- [Texte source]:
····················
Depuis une dizaine d'années, un outil est régulièrement mobilisé durant les périodes électorales : le test électoral. Basé sur une série de questions inspirées des programmes des partis politiques en lice, le test électoral vous indique de quel(s) parti(s) vous êtes le plus proche. Il permet, en un temps court, d’explorer des différences idéologiques, de découvrir des convergences inattendues, ou d’approfondir certains enjeux. Une manière interactive de parcourir, en quelques clics, toute l’offre politique.
Les promoteurs et développeurs de ces outils, à l'instar de la RTBF en Belgique, les décrivent comme des "outils démocratiques" et des "boussoles électorales" dont le but est pédagogique et instructif. Ils viseraient à clarifier les positions des partis, à prioriser les enjeux importants, à réduire l'impact médiatique et à faciliter une prise de décision éclairée. De son côté, pour son test électoral de la présidentielle française de 2022, le Monde rappelle qu'un test "n'est destiné qu'à donner un ordre de grandeur des points d'accord ou de désaccord avec les différents candidats, il ne doit pas être surinterprété.".
····················
- [Extrait de données]:
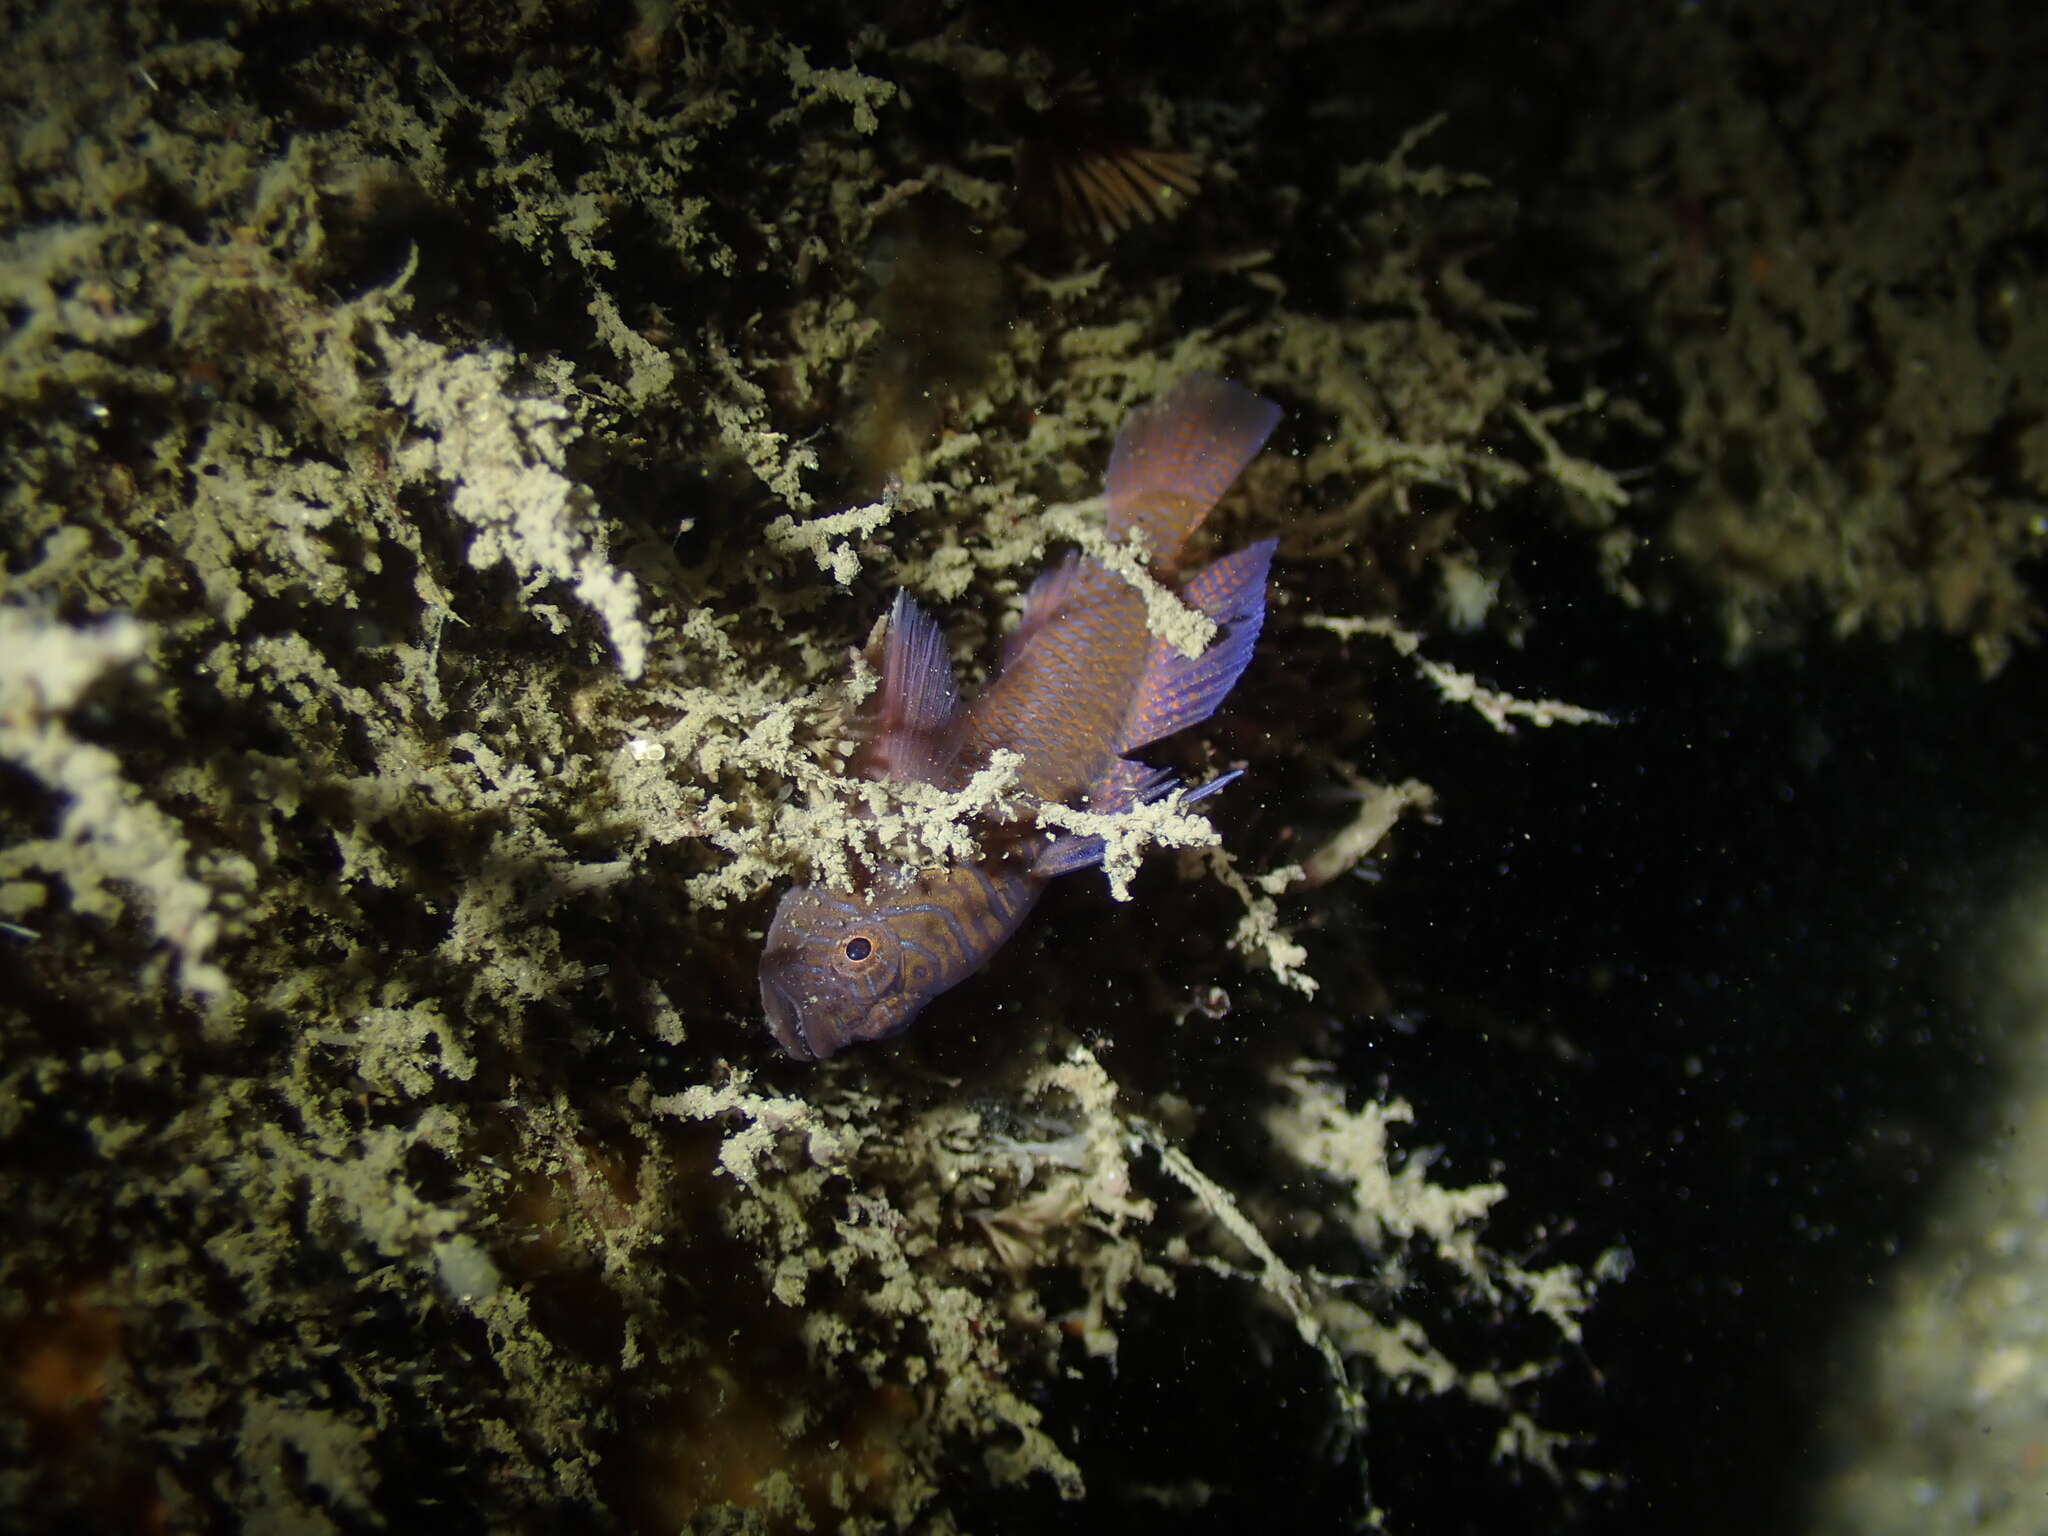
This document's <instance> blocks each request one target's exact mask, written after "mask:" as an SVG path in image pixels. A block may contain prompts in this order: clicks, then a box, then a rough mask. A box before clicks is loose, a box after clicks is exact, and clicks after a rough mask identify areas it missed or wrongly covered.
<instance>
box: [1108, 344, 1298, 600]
mask: <svg viewBox="0 0 2048 1536" xmlns="http://www.w3.org/2000/svg"><path fill="white" fill-rule="evenodd" d="M1278 420H1280V408H1278V406H1274V403H1272V401H1270V399H1260V397H1257V395H1253V393H1251V391H1249V389H1245V387H1241V385H1233V383H1229V381H1225V379H1217V377H1214V375H1208V373H1190V375H1188V377H1186V379H1182V381H1180V383H1178V385H1174V387H1171V389H1169V391H1167V393H1163V395H1161V397H1159V399H1157V401H1153V403H1151V406H1147V408H1145V410H1143V412H1139V414H1137V416H1135V418H1130V424H1128V426H1126V428H1124V430H1122V432H1118V434H1116V449H1114V451H1112V453H1110V473H1108V479H1106V483H1104V494H1106V498H1108V504H1110V537H1112V539H1124V537H1126V535H1128V532H1130V528H1143V530H1145V537H1147V541H1149V547H1151V561H1153V569H1171V567H1174V563H1176V561H1178V559H1180V549H1182V545H1186V543H1188V535H1190V532H1194V528H1196V524H1200V520H1202V518H1206V516H1208V510H1210V508H1212V506H1214V504H1217V502H1219V500H1221V498H1223V494H1225V492H1227V489H1231V481H1235V479H1237V475H1241V473H1243V469H1245V465H1249V463H1251V461H1253V459H1255V457H1257V453H1260V449H1262V446H1266V436H1268V434H1270V432H1272V430H1274V424H1276V422H1278Z"/></svg>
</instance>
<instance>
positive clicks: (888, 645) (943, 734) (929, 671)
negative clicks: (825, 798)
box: [852, 592, 961, 784]
mask: <svg viewBox="0 0 2048 1536" xmlns="http://www.w3.org/2000/svg"><path fill="white" fill-rule="evenodd" d="M958 713H961V700H958V696H956V694H954V688H952V659H950V657H948V655H946V637H944V633H940V629H938V625H934V623H932V616H930V614H928V612H926V610H924V608H920V606H918V604H915V602H913V600H911V596H909V594H907V592H897V600H895V606H893V608H889V639H887V645H885V649H883V680H881V686H879V688H877V690H874V698H872V700H870V702H868V707H866V711H864V713H862V717H860V725H862V731H864V733H866V741H862V745H860V752H858V754H856V756H854V764H852V770H854V772H856V774H860V776H862V778H918V780H924V782H928V784H938V782H942V780H944V776H946V772H948V770H950V766H952V750H954V748H952V721H954V717H956V715H958Z"/></svg>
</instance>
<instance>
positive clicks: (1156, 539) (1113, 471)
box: [760, 375, 1280, 1061]
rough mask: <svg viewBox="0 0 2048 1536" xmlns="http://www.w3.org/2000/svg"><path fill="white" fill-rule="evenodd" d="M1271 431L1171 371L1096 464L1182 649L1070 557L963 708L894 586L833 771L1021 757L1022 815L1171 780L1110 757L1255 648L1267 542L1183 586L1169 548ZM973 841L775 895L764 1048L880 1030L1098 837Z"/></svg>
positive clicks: (1251, 410) (1210, 705)
mask: <svg viewBox="0 0 2048 1536" xmlns="http://www.w3.org/2000/svg"><path fill="white" fill-rule="evenodd" d="M1278 420H1280V408H1278V406H1274V403H1272V401H1266V399H1260V397H1257V395H1253V393H1251V391H1249V389H1243V387H1239V385H1233V383H1227V381H1223V379H1212V377H1208V375H1192V377H1188V379H1182V381H1180V383H1178V385H1176V387H1174V389H1169V391H1167V393H1165V395H1163V397H1161V399H1157V401H1155V403H1153V406H1149V408H1145V410H1141V412H1139V414H1137V416H1133V418H1130V420H1128V422H1126V424H1124V430H1122V432H1120V434H1118V436H1116V449H1114V451H1112V455H1110V473H1108V483H1106V487H1104V489H1106V502H1108V530H1110V537H1112V539H1118V541H1120V539H1128V537H1130V535H1133V532H1137V530H1143V535H1145V547H1147V549H1149V551H1151V563H1153V571H1155V573H1157V575H1159V578H1161V580H1163V582H1165V584H1167V586H1171V588H1174V590H1176V592H1178V594H1180V598H1182V602H1186V604H1188V606H1192V608H1196V610H1198V612H1202V614H1206V616H1208V618H1210V621H1214V625H1217V635H1214V639H1212V641H1210V643H1208V647H1206V649H1202V653H1200V655H1194V657H1188V655H1182V653H1180V651H1178V649H1174V647H1171V645H1167V643H1165V641H1163V639H1159V637H1157V635H1153V633H1151V629H1149V627H1147V623H1145V598H1143V596H1141V594H1139V592H1137V588H1133V586H1130V584H1128V582H1126V580H1124V578H1120V575H1116V573H1114V571H1110V569H1106V567H1104V565H1102V563H1100V561H1096V559H1090V557H1087V555H1079V553H1073V555H1067V557H1065V559H1063V561H1059V563H1057V565H1053V567H1051V569H1047V571H1044V573H1042V575H1040V578H1038V582H1036V584H1034V586H1032V590H1030V594H1026V600H1024V616H1022V621H1020V623H1018V629H1016V633H1014V635H1012V637H1010V639H1008V643H1006V645H1004V655H1001V666H999V670H997V676H995V680H993V682H991V684H989V688H987V690H985V692H983V694H981V696H979V698H975V700H973V702H967V705H963V702H961V700H958V698H956V694H954V686H952V664H950V659H948V655H946V643H944V637H942V635H940V631H938V625H934V623H932V621H930V618H928V616H926V614H924V610H922V608H918V604H915V602H911V600H909V598H907V596H901V594H899V596H897V602H895V606H893V608H891V610H889V631H887V649H885V655H883V678H881V688H879V690H877V696H874V700H872V702H870V707H868V711H866V715H864V719H862V723H860V727H862V745H860V750H858V754H856V756H854V762H852V772H856V774H860V776H866V778H907V780H924V782H928V784H938V786H940V788H961V786H963V784H965V782H967V780H969V778H971V776H973V772H975V770H977V768H983V766H987V762H989V758H991V754H995V752H1001V750H1008V752H1016V754H1020V766H1018V776H1016V797H1018V799H1020V801H1022V803H1024V805H1026V807H1028V805H1034V803H1036V805H1079V807H1085V809H1090V811H1124V809H1130V807H1135V805H1143V803H1147V801H1153V799H1159V797H1161V795H1165V793H1167V791H1169V788H1174V784H1176V780H1174V776H1171V774H1169V772H1163V770H1157V768H1147V766H1145V764H1141V762H1135V760H1133V758H1128V756H1124V754H1128V752H1135V750H1137V748H1143V745H1147V743H1151V741H1157V739H1161V737H1165V735H1171V733H1174V731H1180V729H1184V727H1188V725H1196V723H1198V721H1204V719H1208V715H1210V713H1214V709H1217V705H1221V702H1223V696H1225V694H1227V692H1229V690H1231V686H1233V684H1235V682H1237V678H1239V674H1241V672H1243V670H1245V664H1247V662H1249V659H1251V649H1253V645H1255V643H1257V637H1260V623H1262V621H1264V616H1266V571H1268V565H1270V563H1272V553H1274V541H1272V539H1264V541H1260V543H1255V545H1247V547H1245V549H1239V551H1237V553H1233V555H1225V557H1223V559H1219V561H1214V563H1212V565H1204V567H1202V569H1200V571H1194V573H1192V575H1188V578H1186V580H1178V567H1180V555H1182V549H1184V547H1186V543H1188V537H1190V535H1192V532H1194V528H1196V526H1198V524H1200V522H1202V518H1204V516H1208V512H1210V508H1214V504H1217V502H1219V500H1221V498H1223V494H1225V492H1227V489H1229V487H1231V483H1233V481H1235V479H1237V475H1239V473H1243V469H1245V465H1249V463H1251V461H1253V459H1255V457H1257V453H1260V449H1262V446H1264V444H1266V438H1268V434H1270V432H1272V430H1274V424H1276V422H1278ZM1227 778H1229V776H1227ZM1227 778H1217V780H1210V782H1208V784H1204V786H1202V788H1200V791H1196V795H1190V799H1198V797H1200V795H1208V793H1210V791H1217V788H1221V786H1223V784H1225V782H1227ZM983 850H985V852H983V856H981V858H979V860H973V862H965V864H954V866H944V868H924V870H915V872H911V874H905V877H899V879H874V881H870V883H868V885H866V887H862V889H848V891H834V889H825V887H819V885H801V887H797V889H793V891H788V893H784V895H782V901H780V903H778V905H776V913H774V922H770V926H768V942H766V946H764V948H762V967H760V983H762V1008H764V1010H766V1012H768V1026H770V1028H772V1030H774V1038H776V1042H778V1044H780V1047H782V1049H784V1051H786V1053H788V1055H793V1057H797V1059H799V1061H823V1059H825V1057H829V1055H834V1053H836V1051H840V1049H842V1047H848V1044H856V1042H860V1040H881V1038H887V1036H891V1034H897V1032H901V1030H903V1028H907V1026H909V1022H911V1020H913V1018H915V1016H918V1012H920V1010H922V1008H924V1006H926V1004H928V1001H932V997H936V995H938V993H942V991H946V989H948V987H952V985H954V983H958V981H963V979H965V977H969V975H973V973H975V971H979V969H981V967H983V965H985V963H987V961H989V956H991V954H995V950H997V948H999V946H1001V944H1004V942H1006V940H1008V938H1010V936H1012V934H1014V932H1016V930H1018V924H1022V922H1024V918H1026V913H1030V909H1032V903H1036V899H1038V893H1040V891H1042V889H1044V885H1047V881H1051V879H1055V877H1059V874H1067V872H1071V870H1079V868H1087V866H1092V864H1098V862H1102V840H1100V838H1085V836H1075V834H1061V836H1049V834H1044V831H1038V829H1036V827H1034V825H1032V823H1030V819H1028V817H1026V819H1024V821H1020V823H1010V825H1006V827H997V829H993V834H991V836H989V838H985V840H983Z"/></svg>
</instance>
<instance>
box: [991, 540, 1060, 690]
mask: <svg viewBox="0 0 2048 1536" xmlns="http://www.w3.org/2000/svg"><path fill="white" fill-rule="evenodd" d="M1079 573H1081V555H1079V551H1069V553H1067V557H1065V559H1061V561H1059V565H1049V567H1047V569H1044V571H1040V575H1038V580H1036V582H1032V584H1030V592H1026V594H1024V614H1022V618H1018V627H1016V629H1014V631H1012V633H1010V639H1006V641H1004V659H1001V664H999V666H997V672H999V674H1001V672H1008V670H1010V664H1012V662H1016V659H1018V657H1020V655H1022V653H1024V647H1026V645H1030V641H1032V635H1036V633H1038V631H1040V629H1044V627H1047V625H1049V623H1053V621H1055V618H1059V612H1061V608H1065V606H1067V600H1069V598H1071V596H1073V584H1075V578H1077V575H1079Z"/></svg>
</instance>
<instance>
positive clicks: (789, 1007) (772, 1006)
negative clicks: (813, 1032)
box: [762, 979, 817, 1061]
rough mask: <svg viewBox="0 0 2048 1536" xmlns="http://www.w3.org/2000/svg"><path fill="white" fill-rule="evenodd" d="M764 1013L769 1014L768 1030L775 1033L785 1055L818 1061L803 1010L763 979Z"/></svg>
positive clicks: (777, 1041)
mask: <svg viewBox="0 0 2048 1536" xmlns="http://www.w3.org/2000/svg"><path fill="white" fill-rule="evenodd" d="M762 1012H766V1014H768V1028H770V1030H772V1032H774V1040H776V1044H780V1047H782V1051H784V1055H791V1057H795V1059H797V1061H817V1051H815V1049H813V1047H811V1036H809V1032H807V1030H805V1028H803V1010H801V1008H797V1001H795V999H793V997H791V995H788V993H786V991H782V989H780V987H778V985H776V983H772V981H768V979H762Z"/></svg>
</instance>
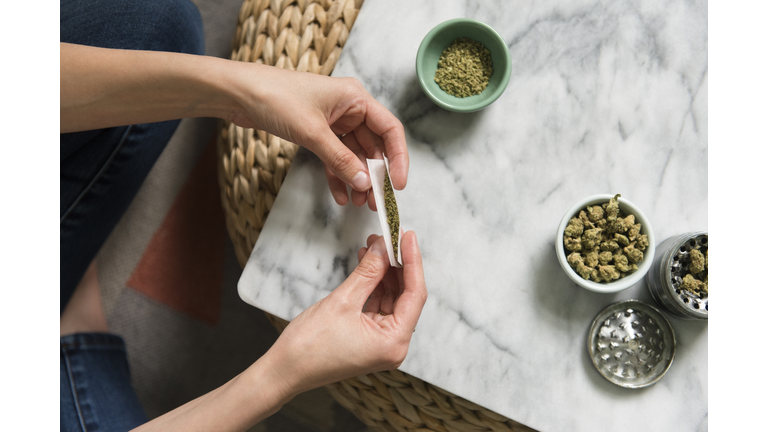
····················
- [Travail demandé]: Traduisez en anglais cette phrase du texte sur le test électoral : « Depuis une dizaine d'années, un outil est régulièrement mobilisé durant les périodes électorales : le test électoral. »

- [Résultat de la tâche]: For about ten years, one tool has regularly been used during election periods: the electoral test.